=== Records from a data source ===
----------

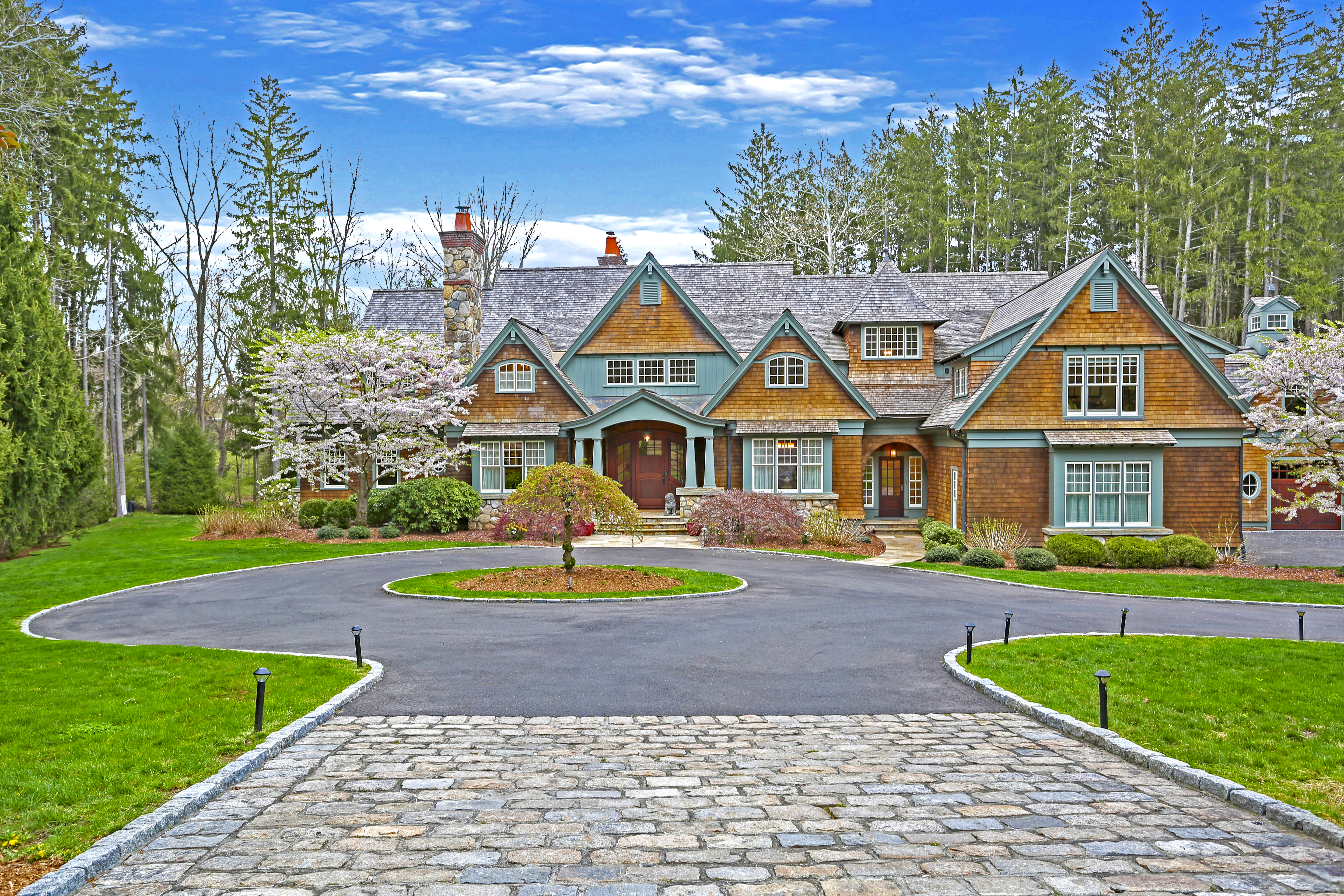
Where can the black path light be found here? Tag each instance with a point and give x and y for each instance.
(1103, 678)
(261, 675)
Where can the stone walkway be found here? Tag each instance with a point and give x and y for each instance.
(976, 805)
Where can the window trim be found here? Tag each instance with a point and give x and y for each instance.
(875, 355)
(787, 358)
(518, 369)
(1086, 358)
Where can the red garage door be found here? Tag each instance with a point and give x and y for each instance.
(1284, 483)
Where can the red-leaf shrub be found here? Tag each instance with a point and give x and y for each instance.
(746, 518)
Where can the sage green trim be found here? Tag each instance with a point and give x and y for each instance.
(630, 284)
(787, 319)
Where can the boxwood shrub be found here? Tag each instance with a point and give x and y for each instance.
(1037, 559)
(1186, 551)
(982, 558)
(1076, 550)
(943, 554)
(1130, 553)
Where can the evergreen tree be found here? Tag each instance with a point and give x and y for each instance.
(186, 471)
(49, 449)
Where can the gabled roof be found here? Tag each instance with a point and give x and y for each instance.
(1049, 301)
(889, 298)
(539, 346)
(627, 285)
(788, 320)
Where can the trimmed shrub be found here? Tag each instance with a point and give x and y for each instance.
(943, 554)
(943, 534)
(1076, 550)
(1186, 551)
(311, 512)
(1130, 553)
(341, 512)
(983, 558)
(433, 504)
(1037, 559)
(748, 518)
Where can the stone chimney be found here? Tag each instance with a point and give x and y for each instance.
(463, 252)
(615, 256)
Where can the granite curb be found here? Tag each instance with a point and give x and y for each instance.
(1182, 773)
(1121, 594)
(388, 588)
(112, 850)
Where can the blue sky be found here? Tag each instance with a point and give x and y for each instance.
(619, 115)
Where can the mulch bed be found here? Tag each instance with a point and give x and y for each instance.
(552, 580)
(18, 874)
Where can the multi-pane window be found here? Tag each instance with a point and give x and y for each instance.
(1108, 494)
(787, 465)
(507, 464)
(960, 382)
(514, 377)
(892, 342)
(914, 481)
(652, 371)
(1101, 385)
(682, 370)
(787, 371)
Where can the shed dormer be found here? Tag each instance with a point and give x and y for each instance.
(1269, 319)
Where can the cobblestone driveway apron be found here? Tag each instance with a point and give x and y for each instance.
(948, 805)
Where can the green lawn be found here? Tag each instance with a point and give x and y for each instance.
(1261, 713)
(1160, 585)
(95, 734)
(445, 585)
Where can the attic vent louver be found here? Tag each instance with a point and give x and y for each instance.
(1104, 296)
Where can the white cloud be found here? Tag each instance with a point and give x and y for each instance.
(591, 85)
(104, 35)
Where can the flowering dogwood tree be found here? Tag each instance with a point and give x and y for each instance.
(1298, 394)
(343, 405)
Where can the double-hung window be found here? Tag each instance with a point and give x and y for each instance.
(514, 377)
(620, 373)
(1101, 385)
(682, 371)
(787, 465)
(652, 371)
(892, 342)
(1108, 494)
(507, 464)
(787, 371)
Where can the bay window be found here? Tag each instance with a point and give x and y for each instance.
(787, 465)
(507, 464)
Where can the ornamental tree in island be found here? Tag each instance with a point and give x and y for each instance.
(574, 492)
(1298, 394)
(341, 405)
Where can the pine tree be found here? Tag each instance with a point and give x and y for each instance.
(49, 449)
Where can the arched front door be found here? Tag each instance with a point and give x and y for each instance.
(648, 464)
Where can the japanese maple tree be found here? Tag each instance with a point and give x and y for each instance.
(1298, 394)
(574, 492)
(341, 405)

----------

=== What you should do ===
Omit every image. Quote each record exactly.

=== Answer section ===
Where can the black path light be found here? Tag each instance with a point and give x and y for each instance.
(1103, 678)
(261, 675)
Where can the stone walkway be found here? Tag each instance with a point and give x and y for each instance.
(976, 805)
Where can the window trim be found here? Tag each instance with a point and give x and y for each instance.
(875, 355)
(787, 358)
(518, 369)
(1086, 358)
Where can the red garage door be found here? Tag each instance with a point and give x and y for each instance.
(1284, 483)
Where can the red-leaf shrub be found here? Tag each instance with a point and give x and y for each instance.
(746, 518)
Where can the sage green trim be found here? Tag each instance with a point and give x and y for each instance.
(630, 284)
(787, 319)
Where can the boxwood shrub be found here? Tag each instance with a point and give x and y for each instance.
(1037, 559)
(1186, 551)
(982, 558)
(1076, 550)
(943, 554)
(1130, 553)
Where can the evergreen tree be found here? Tag each instance with a point and give x and y for each instance.
(186, 471)
(49, 449)
Where can the gabled roof be found here? Tag each instance with a point and give x and y for each instance.
(1049, 301)
(889, 298)
(539, 346)
(627, 285)
(788, 320)
Where can the trimmed shrub be found here? Tag each instance with a point and give x and y for each instance.
(943, 554)
(943, 534)
(1076, 550)
(1186, 551)
(311, 512)
(1130, 553)
(341, 512)
(983, 558)
(433, 504)
(1037, 559)
(748, 518)
Where can the stone chimney be found here? Tag each instance with a point and give x and y for each instance.
(463, 252)
(615, 256)
Where can the granite curb be found here? Tag each instance with a point and give x and y for each instance.
(1182, 773)
(1121, 594)
(388, 588)
(112, 850)
Where can the blue sky be found here? Tag each instance with a point and give x and y for each instance.
(619, 115)
Where can the mulch bed be found here? Tag each instance with a point and give x and y for each instance.
(552, 580)
(18, 874)
Where can the multi-pane window be found here? Tag each instance with a point and give x and y for each instance.
(1108, 494)
(787, 465)
(507, 464)
(960, 382)
(514, 377)
(892, 342)
(914, 481)
(652, 371)
(1101, 385)
(682, 370)
(787, 371)
Where can the shed dormer be found here? Tag each instance with a point and give x and y for each instance.
(1269, 319)
Where can the cobblestone driveway apron be found here? Tag each instance with a point and give x and y for each instance.
(948, 805)
Where can the green lawn be found here? Tag each instance with a point and give x and y for each instance.
(1261, 713)
(1160, 585)
(95, 734)
(445, 585)
Where can the attic vent louver be found here? Tag each instance with a point and give x and y for each instance.
(1104, 296)
Where can the white cloud be found here? Tag each instance with a point and give x and y for each instance.
(591, 85)
(104, 35)
Where can the flowering dogwood tree be found here? Tag each instance with a point and give x and y for each instance.
(1298, 394)
(343, 405)
Where can the double-hung window be found here? Tag each instance with a point and give x and y for each instance.
(514, 377)
(620, 373)
(1101, 385)
(682, 371)
(787, 465)
(652, 371)
(892, 342)
(1108, 494)
(507, 464)
(787, 371)
Where can the bay window be found here? Tag each instance with a point and give x and y for each instance.
(787, 465)
(507, 464)
Where can the ornamental tree in island be found here? Tag each instance with a point and give x and y for each instance.
(574, 492)
(1298, 394)
(341, 405)
Where can the pine tree be found here? Tag each instance with a point and give x and y for each instance.
(49, 449)
Where can the arched front door be found here? Tag each instance with a point and give x and y for each instance.
(648, 464)
Where can the japanese maple tree be found here? Tag each instance with a point and give x and y for each instance.
(1298, 394)
(574, 492)
(341, 405)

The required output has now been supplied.